**Brief:** Use the entries below and reproduce exactly the lines from the one containing "Target: donut hole" down to the one containing "Task: tag every instance of the white heart-shaped", both of them included.

Saved data entries
# # # #

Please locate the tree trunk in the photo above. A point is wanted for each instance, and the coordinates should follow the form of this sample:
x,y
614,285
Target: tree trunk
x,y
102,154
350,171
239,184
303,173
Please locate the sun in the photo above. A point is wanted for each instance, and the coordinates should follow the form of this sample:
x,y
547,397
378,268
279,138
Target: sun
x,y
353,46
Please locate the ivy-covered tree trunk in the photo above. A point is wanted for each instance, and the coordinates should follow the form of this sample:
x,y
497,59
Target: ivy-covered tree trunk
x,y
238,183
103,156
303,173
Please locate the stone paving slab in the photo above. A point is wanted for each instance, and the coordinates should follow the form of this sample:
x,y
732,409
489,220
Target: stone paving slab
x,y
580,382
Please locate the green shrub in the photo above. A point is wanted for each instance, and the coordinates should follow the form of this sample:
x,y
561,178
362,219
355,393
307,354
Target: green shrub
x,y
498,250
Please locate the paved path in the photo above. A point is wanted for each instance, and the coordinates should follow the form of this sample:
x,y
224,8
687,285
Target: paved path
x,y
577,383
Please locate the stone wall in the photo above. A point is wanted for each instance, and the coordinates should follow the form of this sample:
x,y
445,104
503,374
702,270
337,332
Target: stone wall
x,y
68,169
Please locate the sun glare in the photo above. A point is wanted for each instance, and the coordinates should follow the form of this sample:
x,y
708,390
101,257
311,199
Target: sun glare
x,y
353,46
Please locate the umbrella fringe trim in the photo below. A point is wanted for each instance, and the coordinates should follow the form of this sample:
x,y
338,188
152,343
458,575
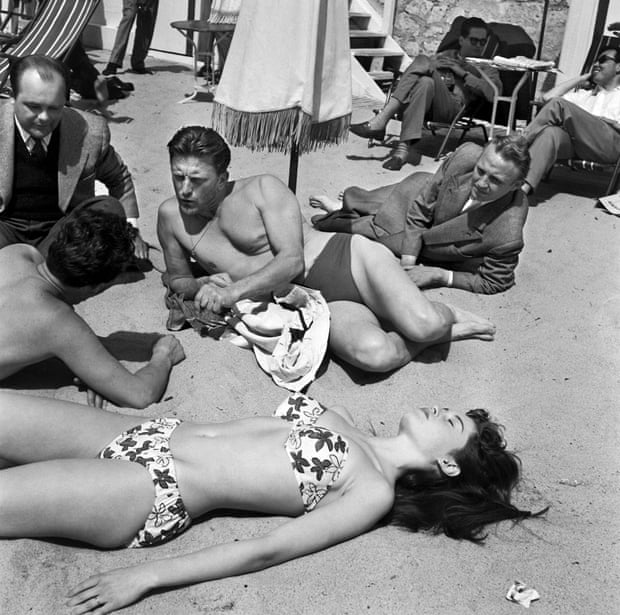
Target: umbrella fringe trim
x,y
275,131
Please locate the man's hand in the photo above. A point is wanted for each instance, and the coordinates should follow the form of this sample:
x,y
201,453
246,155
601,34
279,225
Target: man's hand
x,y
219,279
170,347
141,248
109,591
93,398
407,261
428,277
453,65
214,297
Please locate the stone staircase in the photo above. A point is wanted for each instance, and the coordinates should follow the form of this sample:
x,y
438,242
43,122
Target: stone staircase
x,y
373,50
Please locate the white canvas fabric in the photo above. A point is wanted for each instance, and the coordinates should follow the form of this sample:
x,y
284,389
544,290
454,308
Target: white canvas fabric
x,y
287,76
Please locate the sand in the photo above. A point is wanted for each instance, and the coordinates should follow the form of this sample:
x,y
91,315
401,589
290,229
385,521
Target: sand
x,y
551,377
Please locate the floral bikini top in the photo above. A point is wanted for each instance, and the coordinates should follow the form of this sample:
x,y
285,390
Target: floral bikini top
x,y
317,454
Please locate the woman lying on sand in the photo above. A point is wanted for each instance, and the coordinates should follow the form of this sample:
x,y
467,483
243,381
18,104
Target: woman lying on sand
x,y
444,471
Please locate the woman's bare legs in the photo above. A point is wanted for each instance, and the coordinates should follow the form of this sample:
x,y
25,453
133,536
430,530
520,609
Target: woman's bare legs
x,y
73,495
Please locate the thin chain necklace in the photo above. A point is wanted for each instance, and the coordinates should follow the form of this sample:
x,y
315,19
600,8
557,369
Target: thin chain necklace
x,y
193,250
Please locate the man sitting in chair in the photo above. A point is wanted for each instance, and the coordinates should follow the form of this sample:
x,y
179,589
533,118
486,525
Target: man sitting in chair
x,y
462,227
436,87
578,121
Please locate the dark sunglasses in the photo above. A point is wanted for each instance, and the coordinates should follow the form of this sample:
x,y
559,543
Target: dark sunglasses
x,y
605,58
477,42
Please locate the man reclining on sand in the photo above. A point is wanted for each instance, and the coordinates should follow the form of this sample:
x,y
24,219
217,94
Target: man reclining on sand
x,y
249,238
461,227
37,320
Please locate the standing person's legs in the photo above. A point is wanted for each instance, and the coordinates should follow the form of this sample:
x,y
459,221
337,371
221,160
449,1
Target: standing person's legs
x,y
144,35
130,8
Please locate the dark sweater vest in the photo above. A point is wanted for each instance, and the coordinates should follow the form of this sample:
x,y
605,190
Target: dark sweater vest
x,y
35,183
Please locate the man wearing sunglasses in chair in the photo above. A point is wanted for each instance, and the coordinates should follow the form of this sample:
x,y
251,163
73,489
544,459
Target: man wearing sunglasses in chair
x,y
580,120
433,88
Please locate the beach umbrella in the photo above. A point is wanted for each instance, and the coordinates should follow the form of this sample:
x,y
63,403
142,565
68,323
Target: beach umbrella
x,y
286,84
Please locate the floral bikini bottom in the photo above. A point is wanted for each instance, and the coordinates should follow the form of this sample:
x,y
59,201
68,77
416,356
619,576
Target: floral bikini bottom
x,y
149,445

# # # #

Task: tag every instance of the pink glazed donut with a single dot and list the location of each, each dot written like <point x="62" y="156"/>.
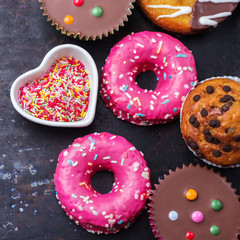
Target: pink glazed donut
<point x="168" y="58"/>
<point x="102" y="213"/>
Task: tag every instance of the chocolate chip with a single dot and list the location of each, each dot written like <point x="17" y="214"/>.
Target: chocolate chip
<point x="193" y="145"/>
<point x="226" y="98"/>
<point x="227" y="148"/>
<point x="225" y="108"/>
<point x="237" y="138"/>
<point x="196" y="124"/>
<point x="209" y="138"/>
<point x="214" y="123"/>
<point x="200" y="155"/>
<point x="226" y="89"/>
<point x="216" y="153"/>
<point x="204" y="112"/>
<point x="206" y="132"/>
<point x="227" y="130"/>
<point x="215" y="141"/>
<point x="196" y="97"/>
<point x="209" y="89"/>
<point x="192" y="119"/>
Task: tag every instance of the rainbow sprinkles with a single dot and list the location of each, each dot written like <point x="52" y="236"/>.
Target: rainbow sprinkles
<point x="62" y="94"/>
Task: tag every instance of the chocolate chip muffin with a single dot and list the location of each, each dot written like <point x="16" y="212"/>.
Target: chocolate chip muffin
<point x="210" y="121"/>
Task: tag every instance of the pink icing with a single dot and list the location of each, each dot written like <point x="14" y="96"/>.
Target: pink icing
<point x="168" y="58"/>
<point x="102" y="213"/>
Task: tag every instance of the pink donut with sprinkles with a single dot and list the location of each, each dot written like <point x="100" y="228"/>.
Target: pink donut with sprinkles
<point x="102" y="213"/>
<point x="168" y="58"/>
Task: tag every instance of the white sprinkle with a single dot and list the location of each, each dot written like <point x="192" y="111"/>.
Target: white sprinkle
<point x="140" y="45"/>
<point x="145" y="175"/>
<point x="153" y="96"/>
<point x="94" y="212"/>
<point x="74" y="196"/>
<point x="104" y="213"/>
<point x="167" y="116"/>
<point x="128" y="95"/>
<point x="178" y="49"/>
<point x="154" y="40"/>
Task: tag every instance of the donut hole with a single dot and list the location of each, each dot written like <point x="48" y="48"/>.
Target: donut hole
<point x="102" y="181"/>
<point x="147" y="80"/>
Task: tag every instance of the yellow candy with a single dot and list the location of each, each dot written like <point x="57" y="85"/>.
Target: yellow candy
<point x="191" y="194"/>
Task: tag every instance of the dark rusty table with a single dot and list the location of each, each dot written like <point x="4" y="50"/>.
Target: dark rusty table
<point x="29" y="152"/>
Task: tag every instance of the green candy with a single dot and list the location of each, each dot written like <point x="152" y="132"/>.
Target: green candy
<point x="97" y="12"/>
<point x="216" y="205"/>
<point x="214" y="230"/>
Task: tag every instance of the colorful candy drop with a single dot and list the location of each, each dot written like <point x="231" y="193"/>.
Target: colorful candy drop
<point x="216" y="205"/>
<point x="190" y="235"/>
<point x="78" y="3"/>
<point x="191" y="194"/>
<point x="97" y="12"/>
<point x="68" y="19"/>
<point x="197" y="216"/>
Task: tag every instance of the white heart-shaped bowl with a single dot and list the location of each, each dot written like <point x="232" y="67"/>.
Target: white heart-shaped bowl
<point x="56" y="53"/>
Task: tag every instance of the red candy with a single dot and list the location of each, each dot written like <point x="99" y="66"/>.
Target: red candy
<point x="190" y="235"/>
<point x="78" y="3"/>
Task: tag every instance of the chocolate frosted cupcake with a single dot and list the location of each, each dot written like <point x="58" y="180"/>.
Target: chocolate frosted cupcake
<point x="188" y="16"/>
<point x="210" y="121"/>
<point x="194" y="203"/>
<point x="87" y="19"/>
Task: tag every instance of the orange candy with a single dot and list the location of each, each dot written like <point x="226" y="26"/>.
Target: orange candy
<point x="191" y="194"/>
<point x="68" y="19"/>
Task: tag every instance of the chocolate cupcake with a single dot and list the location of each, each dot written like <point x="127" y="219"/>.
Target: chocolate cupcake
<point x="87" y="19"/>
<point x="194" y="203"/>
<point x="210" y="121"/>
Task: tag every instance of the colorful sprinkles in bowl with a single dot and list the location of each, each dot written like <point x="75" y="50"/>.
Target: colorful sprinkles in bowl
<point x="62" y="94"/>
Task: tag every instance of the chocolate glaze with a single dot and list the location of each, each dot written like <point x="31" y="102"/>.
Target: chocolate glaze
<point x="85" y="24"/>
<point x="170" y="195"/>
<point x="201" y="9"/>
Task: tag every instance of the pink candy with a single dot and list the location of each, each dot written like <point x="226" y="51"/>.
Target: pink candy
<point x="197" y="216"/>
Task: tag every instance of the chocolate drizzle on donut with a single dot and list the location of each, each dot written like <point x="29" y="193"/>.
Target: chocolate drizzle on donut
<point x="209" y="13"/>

# # # #

**Answer section:**
Target: donut hole
<point x="102" y="181"/>
<point x="147" y="80"/>
Task: tag every instance of the yellow candy with a single dot and list the location of each, each dot written like <point x="57" y="85"/>.
Target: yellow candy
<point x="191" y="194"/>
Task: tag every instance of the dark rusty table with a single dot and list the location of each, each dot written like <point x="4" y="50"/>.
Target: dark rusty table
<point x="29" y="152"/>
Task: tag every instance of the green candy with a single dot and list the location of each, each dot written like <point x="152" y="132"/>.
Target: green candy
<point x="97" y="12"/>
<point x="216" y="205"/>
<point x="214" y="230"/>
Task: tag every instance of the colorful candy drop with a single dot and list the location of each, each dot written like <point x="231" y="193"/>.
Target: colorful candy drop
<point x="216" y="205"/>
<point x="190" y="235"/>
<point x="78" y="3"/>
<point x="191" y="194"/>
<point x="97" y="12"/>
<point x="68" y="19"/>
<point x="197" y="216"/>
Task: tag every instance of the white heart-shaped bowl with a single dot and list the location of each, each dot written like <point x="232" y="67"/>.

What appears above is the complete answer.